Reproduce the rows below word for word, starting at the line that contains "Identify every instance of the unopened" and ending at the last line of the rows, including both of those lines. Output only those lines.

+---+

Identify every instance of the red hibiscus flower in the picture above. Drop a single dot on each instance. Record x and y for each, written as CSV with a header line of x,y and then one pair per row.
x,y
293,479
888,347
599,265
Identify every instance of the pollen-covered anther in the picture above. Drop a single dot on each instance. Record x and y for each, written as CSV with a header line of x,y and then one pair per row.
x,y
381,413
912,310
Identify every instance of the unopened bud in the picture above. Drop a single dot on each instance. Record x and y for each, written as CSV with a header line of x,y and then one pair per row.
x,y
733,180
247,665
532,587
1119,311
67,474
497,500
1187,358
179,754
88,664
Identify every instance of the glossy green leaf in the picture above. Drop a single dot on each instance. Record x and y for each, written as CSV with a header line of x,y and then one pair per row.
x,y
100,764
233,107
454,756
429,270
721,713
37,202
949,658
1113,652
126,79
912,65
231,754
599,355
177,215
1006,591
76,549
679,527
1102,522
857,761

+---+

EXERCISE ANSWER:
Identify every instance of the unopened bud in the picture above. Drop a single dot on each instance. Record x and y for each, written as CSV with a header line of x,y and then one pair per row.
x,y
733,180
247,665
532,587
1119,311
67,474
497,500
1187,358
179,754
88,664
Identify every instance of the glossy green leaf in the picture above. Drop a single dot on each instance. Record x and y for each, written as CSV with a header line of x,y and then one pair per row.
x,y
100,764
233,107
454,756
429,270
721,713
37,202
949,658
1113,652
126,79
912,65
231,754
599,355
177,215
1006,591
76,549
679,527
1102,522
857,761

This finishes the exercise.